»»

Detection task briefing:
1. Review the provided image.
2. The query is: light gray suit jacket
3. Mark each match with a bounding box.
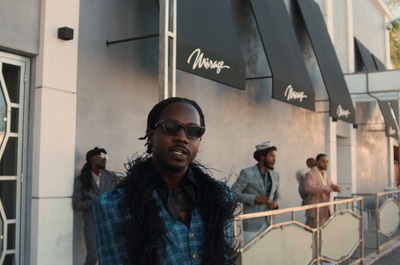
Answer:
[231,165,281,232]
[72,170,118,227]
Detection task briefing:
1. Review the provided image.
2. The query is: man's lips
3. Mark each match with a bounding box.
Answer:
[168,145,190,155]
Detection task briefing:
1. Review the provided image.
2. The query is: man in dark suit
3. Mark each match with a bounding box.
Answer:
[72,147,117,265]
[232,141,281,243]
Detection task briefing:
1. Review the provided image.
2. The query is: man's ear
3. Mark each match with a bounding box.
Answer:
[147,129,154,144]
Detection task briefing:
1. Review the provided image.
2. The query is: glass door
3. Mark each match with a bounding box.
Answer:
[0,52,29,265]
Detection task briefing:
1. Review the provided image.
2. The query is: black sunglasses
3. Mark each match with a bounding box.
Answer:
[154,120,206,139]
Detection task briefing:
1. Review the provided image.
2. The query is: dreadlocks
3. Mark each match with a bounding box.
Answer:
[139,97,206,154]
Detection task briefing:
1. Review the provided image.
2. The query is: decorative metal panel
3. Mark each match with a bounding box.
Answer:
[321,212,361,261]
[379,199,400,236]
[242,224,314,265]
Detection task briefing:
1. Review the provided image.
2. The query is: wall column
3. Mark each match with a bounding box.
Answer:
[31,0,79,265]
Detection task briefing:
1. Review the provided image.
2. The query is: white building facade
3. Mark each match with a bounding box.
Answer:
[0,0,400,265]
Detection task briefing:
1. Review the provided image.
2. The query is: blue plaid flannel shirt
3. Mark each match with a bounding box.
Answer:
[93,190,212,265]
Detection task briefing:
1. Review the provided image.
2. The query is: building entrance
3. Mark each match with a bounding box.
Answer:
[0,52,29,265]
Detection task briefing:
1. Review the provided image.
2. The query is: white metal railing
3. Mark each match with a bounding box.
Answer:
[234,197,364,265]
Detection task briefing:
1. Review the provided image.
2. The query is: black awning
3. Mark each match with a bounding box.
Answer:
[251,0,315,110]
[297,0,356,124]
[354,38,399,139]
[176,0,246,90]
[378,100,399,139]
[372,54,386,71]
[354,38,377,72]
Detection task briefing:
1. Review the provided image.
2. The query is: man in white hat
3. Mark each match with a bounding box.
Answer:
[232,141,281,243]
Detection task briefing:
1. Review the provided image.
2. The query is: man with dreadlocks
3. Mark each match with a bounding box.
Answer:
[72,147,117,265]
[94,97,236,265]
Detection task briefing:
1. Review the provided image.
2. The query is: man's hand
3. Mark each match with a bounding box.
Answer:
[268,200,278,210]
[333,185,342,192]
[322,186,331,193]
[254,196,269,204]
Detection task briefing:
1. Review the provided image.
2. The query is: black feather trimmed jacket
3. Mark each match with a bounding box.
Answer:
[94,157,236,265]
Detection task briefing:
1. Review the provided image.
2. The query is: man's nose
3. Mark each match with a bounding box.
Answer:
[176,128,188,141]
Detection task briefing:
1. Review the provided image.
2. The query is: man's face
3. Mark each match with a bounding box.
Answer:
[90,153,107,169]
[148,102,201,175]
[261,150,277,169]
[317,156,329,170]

««
»»

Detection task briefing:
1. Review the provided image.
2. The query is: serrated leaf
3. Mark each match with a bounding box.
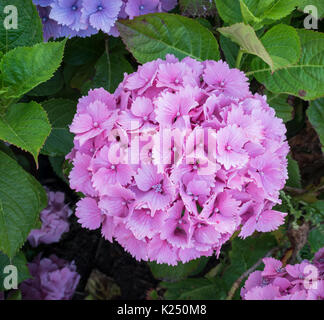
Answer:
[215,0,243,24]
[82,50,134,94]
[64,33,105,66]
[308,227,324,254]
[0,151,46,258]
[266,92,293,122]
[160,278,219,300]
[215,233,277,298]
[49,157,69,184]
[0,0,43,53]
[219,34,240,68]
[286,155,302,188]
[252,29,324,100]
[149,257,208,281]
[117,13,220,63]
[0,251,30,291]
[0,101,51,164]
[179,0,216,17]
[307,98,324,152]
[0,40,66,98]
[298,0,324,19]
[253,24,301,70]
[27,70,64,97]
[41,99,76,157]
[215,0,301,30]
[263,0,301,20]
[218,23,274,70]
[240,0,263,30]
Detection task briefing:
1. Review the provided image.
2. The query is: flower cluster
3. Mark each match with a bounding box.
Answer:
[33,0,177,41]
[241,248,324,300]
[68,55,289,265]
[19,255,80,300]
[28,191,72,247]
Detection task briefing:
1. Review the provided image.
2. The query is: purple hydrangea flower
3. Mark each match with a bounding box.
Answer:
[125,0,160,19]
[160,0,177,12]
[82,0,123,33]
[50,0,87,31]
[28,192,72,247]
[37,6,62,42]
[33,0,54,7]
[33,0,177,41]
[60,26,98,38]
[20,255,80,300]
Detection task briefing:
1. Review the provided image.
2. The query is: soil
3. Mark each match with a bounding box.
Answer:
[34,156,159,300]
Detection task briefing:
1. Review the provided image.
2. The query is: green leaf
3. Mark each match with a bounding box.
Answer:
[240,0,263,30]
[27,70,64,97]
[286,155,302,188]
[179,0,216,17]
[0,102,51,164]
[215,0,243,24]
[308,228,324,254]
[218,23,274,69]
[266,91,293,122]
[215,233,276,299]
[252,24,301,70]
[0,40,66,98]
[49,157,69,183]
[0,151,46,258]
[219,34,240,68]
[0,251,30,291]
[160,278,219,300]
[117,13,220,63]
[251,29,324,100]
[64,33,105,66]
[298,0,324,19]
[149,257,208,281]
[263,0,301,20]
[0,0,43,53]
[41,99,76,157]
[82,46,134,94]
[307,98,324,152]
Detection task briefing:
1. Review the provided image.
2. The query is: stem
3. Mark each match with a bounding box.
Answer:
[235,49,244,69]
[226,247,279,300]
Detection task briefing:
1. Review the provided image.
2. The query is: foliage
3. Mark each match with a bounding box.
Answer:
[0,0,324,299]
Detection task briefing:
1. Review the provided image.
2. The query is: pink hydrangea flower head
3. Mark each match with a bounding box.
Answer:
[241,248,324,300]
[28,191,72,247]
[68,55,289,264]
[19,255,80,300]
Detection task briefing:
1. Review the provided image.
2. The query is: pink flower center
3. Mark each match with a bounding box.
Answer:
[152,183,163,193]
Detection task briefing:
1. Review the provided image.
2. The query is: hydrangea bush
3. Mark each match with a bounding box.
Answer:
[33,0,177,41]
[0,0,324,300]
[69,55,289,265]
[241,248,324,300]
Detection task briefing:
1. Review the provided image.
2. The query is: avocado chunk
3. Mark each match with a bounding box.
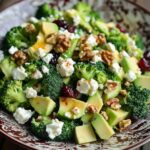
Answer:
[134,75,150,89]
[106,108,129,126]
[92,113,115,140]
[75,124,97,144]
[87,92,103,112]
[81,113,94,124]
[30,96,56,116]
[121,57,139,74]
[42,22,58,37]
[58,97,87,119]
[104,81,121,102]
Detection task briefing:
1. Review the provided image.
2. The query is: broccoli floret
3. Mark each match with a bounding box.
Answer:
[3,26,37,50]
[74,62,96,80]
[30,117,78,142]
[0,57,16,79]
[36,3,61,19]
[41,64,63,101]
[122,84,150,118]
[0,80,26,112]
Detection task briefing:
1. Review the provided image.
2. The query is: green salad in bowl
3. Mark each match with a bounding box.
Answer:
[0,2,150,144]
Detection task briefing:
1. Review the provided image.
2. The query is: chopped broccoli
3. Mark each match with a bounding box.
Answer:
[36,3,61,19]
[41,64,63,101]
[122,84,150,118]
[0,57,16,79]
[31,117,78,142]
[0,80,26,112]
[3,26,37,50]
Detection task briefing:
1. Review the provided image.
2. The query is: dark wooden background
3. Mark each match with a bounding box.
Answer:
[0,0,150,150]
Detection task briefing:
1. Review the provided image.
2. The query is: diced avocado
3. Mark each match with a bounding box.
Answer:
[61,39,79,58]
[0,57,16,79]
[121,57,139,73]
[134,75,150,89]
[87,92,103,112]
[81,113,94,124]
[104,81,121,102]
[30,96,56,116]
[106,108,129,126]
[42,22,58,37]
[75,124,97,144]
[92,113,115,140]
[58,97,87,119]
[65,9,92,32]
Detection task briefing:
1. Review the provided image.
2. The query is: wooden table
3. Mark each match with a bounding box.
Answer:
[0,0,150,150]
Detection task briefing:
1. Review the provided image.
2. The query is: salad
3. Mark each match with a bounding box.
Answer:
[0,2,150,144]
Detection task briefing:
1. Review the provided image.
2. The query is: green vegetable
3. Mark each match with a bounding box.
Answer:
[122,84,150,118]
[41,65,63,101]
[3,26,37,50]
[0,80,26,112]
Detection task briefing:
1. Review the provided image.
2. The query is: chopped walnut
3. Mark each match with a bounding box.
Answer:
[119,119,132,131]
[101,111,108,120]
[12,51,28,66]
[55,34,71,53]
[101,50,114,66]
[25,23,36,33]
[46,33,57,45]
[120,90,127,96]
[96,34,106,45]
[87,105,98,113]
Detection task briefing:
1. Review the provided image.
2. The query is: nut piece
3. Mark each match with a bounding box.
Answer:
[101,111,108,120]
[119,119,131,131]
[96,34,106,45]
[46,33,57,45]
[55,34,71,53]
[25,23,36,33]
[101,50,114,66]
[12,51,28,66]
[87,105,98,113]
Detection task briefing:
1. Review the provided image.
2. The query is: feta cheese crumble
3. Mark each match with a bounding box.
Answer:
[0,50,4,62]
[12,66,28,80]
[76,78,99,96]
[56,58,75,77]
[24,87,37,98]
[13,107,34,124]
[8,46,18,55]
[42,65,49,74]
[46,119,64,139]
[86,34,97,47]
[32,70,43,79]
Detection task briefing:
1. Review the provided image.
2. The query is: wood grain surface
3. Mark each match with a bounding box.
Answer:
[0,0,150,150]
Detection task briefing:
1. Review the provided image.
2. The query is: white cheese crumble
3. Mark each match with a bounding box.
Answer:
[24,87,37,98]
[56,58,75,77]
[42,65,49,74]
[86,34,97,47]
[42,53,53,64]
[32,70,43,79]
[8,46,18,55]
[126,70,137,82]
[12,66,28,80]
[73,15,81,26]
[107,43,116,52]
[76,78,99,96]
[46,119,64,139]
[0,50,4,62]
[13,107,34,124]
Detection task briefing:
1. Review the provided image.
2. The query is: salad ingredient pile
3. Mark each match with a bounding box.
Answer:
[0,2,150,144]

««

• **Work instructions**: Count the lines in the material above that contain the word "metal", treating case as significant, and give only the number.

• **Response to the exercise**: 2